I had this same feeling of illumination while listening to St. Vincent’s “Strange Mercy.” In the past, I never had much interest for Anne Erin Clark’s music project. The bits and pieces I’d heard seemed to be the same old ho-hum, run-of-the-mill songstress affair we’ve heard before. I didn’t quite get why the album “Actor” was so critically acclaimed.
This past year my ill-will toward the band all changed when I first saw their performance at the This Concert Could Be Your Life show, a 10-year celebration of Michael Azerad’s indie rock bible Our Concert Could Be Your Life. St. Vincent chose to play Big Black’s “Kerosene” and the result was extraordinary. Clark stepped onto the stage and ripped through a searing, caustic rendition of the classic song, transforming before my eyes from another Juliana Hatfield into an indie rock goddess worthy of sitting on the throne next to Steve Albini. This one performance changed everything, or at least I thought.
I of course responded to the performance by purchasing the lauded album “Actor,” expecting to find that it had that same vicious assault hidden amidst the balladry. Nope. It was exactly as I remembered. It wasn’t the girl I saw on the stage; it just couldn’t be. So reserved, so tame, so restrained. Where had that fiery beast gone? I wondered: did Steve Albini need to work his producer magic in order to release the fury on the next album?

# EXERCISE DATA
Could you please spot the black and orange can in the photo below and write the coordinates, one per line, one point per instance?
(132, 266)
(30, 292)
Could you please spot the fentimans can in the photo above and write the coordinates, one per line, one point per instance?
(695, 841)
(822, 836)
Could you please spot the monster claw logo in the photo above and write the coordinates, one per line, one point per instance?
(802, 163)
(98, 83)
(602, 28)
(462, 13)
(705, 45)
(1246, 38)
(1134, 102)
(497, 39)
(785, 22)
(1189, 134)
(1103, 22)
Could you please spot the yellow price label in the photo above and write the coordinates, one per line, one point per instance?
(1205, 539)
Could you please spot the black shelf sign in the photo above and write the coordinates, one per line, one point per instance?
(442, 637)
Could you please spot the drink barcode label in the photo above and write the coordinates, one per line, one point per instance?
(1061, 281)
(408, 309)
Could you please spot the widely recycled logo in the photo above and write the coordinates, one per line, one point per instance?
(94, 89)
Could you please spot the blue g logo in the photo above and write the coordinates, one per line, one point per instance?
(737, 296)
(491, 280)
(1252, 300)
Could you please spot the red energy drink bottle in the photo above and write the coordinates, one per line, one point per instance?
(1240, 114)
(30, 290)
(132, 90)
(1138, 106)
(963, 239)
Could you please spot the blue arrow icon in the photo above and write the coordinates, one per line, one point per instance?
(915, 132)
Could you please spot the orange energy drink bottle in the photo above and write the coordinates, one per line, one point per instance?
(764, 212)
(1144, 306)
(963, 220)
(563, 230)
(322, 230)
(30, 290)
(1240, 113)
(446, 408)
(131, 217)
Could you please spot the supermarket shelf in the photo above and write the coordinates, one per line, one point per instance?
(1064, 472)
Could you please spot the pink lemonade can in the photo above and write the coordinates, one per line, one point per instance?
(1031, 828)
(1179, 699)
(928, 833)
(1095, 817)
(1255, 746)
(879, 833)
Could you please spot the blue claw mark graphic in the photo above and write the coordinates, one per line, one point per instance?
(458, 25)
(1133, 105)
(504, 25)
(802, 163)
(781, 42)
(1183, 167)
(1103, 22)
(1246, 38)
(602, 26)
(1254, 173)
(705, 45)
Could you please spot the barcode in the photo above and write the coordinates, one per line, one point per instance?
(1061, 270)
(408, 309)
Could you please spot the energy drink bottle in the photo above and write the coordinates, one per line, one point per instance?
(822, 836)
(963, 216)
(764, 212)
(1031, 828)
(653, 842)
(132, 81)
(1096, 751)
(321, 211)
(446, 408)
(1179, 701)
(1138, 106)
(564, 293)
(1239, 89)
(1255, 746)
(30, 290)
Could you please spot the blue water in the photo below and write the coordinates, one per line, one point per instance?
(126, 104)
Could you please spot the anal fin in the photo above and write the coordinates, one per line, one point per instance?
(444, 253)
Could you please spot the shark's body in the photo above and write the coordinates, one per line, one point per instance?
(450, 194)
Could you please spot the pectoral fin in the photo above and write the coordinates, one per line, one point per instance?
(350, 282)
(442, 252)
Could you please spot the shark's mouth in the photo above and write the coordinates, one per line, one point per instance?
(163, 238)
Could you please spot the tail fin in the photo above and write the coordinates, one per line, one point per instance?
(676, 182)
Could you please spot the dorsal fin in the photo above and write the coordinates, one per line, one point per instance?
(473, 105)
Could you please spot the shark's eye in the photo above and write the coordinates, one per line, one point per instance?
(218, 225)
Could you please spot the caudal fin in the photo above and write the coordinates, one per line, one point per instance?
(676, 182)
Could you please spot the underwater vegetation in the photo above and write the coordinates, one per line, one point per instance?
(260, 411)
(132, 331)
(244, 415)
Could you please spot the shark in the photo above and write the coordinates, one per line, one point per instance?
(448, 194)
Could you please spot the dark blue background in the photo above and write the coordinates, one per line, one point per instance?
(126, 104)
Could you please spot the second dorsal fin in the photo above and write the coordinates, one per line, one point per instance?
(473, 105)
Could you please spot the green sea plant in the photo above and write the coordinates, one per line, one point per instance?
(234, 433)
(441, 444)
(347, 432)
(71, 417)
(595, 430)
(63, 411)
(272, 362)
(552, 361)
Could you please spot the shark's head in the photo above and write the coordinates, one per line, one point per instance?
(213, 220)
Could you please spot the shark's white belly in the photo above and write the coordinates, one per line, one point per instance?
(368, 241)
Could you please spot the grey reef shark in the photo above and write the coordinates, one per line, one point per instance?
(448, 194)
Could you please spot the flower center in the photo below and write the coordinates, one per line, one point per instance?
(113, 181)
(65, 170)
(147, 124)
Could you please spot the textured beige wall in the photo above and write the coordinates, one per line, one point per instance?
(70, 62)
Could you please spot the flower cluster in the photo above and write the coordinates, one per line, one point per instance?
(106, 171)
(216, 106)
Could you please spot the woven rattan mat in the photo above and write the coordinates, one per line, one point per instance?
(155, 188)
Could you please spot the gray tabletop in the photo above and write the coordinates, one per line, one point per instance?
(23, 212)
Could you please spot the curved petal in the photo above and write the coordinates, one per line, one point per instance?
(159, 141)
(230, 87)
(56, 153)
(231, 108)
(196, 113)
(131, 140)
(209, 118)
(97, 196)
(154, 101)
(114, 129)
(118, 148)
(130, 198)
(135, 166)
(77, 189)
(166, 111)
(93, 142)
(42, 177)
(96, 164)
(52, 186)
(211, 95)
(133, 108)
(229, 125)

# TRY IT
Can you write what comes next in the St. Vincent review, picking up right after its last sentence? This material comes from a different source than the St. Vincent review.

# WRITTEN ANSWER
I purchased “Strange Mercy,” hoping in my heart of hearts that Steve Albini answered my prayers and produced it (looking back, I’m glad he didn’t). Again, I was at first unimpressed with the album. It seemed to be a jumbled mess of strange synths and guitar squalls that never meshed with the tormented lyrics of Clark. Much like that red wheelbarrow, I just didn’t get the hype, and I didn’t know how this could be the same band that performed “Kerosene” only months earlier.
Then, a few days later, like Dorothy walking from black and white into Oz, I had my moment of clarity. Incredible. Simply incredible. The keyboards weren’t the mess I’d first assessed them as, rather a funky, Stevie Wonder era burst of adrenaline, taking songs of loneliness, uncertainty, and despair and making that agony somehow sexy. The guitars were not simply random bleeps, rather perfectly placed accents on the vivid, haunting stories found in Clark’s lyrics. Oh, and to simply say that the lyrics are all doom and gloom would be foolish. Her narratives take strange twists that can be either ironic or funny (or both) all the while furthering a message that digs deep into your soul/mind/heart and makes you question everything.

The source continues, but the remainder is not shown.